* WHAT TO PRODUCE:
Transcribe every line, keeping it exact.
(begin)
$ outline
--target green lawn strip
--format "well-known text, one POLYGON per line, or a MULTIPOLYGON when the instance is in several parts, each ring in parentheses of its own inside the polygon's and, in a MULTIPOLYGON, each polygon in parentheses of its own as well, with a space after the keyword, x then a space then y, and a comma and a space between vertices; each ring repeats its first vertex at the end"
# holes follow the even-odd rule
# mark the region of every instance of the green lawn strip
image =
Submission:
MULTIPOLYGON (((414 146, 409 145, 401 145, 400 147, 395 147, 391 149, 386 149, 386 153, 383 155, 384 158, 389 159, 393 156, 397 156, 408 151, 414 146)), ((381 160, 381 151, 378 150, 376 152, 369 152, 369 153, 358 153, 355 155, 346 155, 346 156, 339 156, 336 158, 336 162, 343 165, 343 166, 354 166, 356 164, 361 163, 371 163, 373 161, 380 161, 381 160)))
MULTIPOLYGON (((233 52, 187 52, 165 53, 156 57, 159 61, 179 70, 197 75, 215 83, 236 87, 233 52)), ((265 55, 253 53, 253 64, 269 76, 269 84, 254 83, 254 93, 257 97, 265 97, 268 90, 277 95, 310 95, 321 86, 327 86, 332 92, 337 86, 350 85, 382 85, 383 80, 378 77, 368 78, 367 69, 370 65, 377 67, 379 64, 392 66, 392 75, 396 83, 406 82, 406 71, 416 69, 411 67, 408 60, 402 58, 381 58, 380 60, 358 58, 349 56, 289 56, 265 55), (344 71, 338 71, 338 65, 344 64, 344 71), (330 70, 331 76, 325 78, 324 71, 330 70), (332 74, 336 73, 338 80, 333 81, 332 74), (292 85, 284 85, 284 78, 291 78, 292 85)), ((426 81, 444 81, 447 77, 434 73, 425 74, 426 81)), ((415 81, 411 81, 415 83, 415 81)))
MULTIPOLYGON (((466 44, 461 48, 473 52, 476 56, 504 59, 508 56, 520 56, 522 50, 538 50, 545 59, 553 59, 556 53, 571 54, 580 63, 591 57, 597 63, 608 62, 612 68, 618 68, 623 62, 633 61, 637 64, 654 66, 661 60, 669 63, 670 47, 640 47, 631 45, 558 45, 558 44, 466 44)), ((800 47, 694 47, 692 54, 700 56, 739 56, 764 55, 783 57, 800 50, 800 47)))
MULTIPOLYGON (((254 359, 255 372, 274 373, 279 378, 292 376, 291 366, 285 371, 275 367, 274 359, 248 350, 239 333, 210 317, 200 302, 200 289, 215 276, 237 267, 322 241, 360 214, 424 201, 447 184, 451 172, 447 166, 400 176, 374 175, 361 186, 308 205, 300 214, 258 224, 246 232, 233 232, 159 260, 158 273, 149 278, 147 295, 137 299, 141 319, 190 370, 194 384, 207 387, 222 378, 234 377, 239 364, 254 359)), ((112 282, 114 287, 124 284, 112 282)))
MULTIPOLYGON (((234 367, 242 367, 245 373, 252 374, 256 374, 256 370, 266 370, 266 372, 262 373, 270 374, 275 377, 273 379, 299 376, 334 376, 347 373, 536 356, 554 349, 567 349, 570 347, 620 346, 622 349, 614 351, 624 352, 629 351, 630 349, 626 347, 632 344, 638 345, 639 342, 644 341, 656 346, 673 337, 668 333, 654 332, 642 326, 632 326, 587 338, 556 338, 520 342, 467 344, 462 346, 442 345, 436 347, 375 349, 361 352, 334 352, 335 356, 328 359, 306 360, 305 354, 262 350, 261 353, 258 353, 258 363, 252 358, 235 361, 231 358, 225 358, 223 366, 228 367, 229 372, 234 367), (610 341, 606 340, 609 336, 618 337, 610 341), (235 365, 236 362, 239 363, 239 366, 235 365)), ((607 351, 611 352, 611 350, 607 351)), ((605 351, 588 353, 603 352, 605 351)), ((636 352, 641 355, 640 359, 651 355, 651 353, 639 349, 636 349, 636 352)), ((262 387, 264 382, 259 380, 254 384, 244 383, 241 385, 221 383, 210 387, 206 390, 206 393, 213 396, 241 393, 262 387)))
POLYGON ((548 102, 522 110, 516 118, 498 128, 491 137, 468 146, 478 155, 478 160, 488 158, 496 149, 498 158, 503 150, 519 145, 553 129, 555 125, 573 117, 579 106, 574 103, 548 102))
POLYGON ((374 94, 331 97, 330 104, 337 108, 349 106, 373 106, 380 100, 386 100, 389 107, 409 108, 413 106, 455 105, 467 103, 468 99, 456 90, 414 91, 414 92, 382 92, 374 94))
(end)
* RESULT OF THIS TASK:
$ outline
--target green lawn strip
--format "well-known text, one POLYGON per line, or a MULTIPOLYGON when the instance is in several parts, each ring in parentheses of its own inside the polygon's and, in a MULTIPOLYGON, each polygon in parentheses of its own as well, with a space after the keyword, x then a space then y, and a comma and a space between vertices; each ring repeats its first vertex at the end"
# holes follow the even-odd rule
# mark the region of every instance of the green lawn strip
image =
Submission:
MULTIPOLYGON (((414 146, 409 145, 401 145, 400 147, 395 147, 391 149, 386 149, 386 153, 383 155, 384 158, 389 159, 393 156, 397 156, 408 151, 414 146)), ((381 160, 381 151, 378 150, 376 152, 369 152, 369 153, 358 153, 355 155, 346 155, 346 156, 339 156, 336 158, 336 162, 343 165, 343 166, 354 166, 356 164, 361 163, 371 163, 373 161, 380 161, 381 160)))
MULTIPOLYGON (((233 52, 187 52, 165 53, 156 57, 159 61, 179 70, 197 75, 215 83, 236 87, 233 52)), ((265 55, 253 53, 253 64, 269 76, 269 84, 254 83, 254 93, 257 97, 265 97, 268 90, 277 95, 310 95, 321 86, 327 86, 332 92, 337 86, 350 85, 382 85, 383 80, 378 77, 368 78, 367 69, 370 65, 377 67, 379 64, 392 66, 392 75, 396 83, 406 82, 406 71, 416 69, 411 67, 408 60, 402 58, 381 58, 380 60, 358 58, 349 56, 289 56, 265 55), (344 71, 338 71, 338 65, 344 64, 344 71), (330 70, 331 76, 325 78, 324 71, 330 70), (332 74, 336 73, 338 80, 333 81, 332 74), (292 85, 284 85, 284 78, 291 78, 292 85)), ((426 81, 444 81, 447 77, 434 73, 425 74, 426 81)), ((415 81, 411 81, 415 83, 415 81)))
MULTIPOLYGON (((466 44, 461 48, 473 52, 476 56, 504 59, 508 56, 520 56, 522 50, 538 50, 545 59, 553 59, 556 53, 571 54, 580 63, 591 57, 597 63, 608 62, 612 68, 618 68, 623 62, 633 61, 637 64, 654 66, 661 60, 669 63, 670 47, 640 47, 631 45, 558 45, 558 44, 466 44)), ((800 47, 694 47, 692 54, 700 56, 739 56, 764 55, 783 57, 800 50, 800 47)))
MULTIPOLYGON (((254 359, 255 372, 274 373, 279 378, 292 376, 291 366, 285 371, 275 367, 274 359, 248 350, 239 333, 210 317, 200 302, 200 289, 215 276, 237 267, 322 241, 360 214, 424 201, 447 184, 451 172, 447 166, 400 176, 374 175, 361 186, 308 205, 300 214, 258 224, 246 232, 233 232, 159 260, 158 273, 149 278, 147 295, 137 299, 141 319, 190 370, 194 384, 207 387, 222 378, 234 377, 239 364, 254 359)), ((112 282, 114 287, 124 284, 112 282)))
MULTIPOLYGON (((234 367, 242 367, 245 373, 252 374, 256 374, 256 370, 266 370, 266 372, 262 373, 270 374, 275 377, 273 379, 299 376, 334 376, 347 373, 536 356, 554 349, 567 349, 570 347, 620 346, 622 349, 614 351, 624 352, 629 351, 630 349, 626 347, 632 344, 638 345, 639 342, 644 341, 656 346, 673 337, 668 333, 654 332, 642 326, 632 326, 587 338, 556 338, 520 342, 467 344, 462 346, 442 345, 436 347, 375 349, 361 352, 334 352, 335 356, 328 359, 306 360, 305 354, 262 350, 261 353, 258 353, 258 363, 252 358, 235 361, 231 358, 225 358, 223 366, 228 367, 229 372, 234 367), (610 341, 606 340, 609 336, 618 337, 610 341), (235 365, 236 362, 239 363, 239 366, 235 365)), ((607 351, 611 352, 611 350, 607 351)), ((605 351, 588 353, 603 352, 605 351)), ((636 352, 641 355, 640 359, 651 355, 651 353, 639 349, 636 349, 636 352)), ((262 387, 264 382, 259 380, 254 384, 244 383, 241 385, 221 383, 210 387, 206 390, 206 393, 213 396, 241 393, 262 387)))
POLYGON ((548 102, 522 110, 516 118, 498 128, 491 137, 468 146, 478 155, 478 160, 488 158, 496 149, 498 158, 503 150, 519 145, 553 129, 555 125, 573 117, 579 106, 574 103, 548 102))
POLYGON ((374 94, 331 97, 330 104, 337 108, 349 106, 373 106, 380 100, 386 100, 389 107, 409 108, 413 106, 455 105, 467 103, 468 99, 456 90, 414 91, 414 92, 382 92, 374 94))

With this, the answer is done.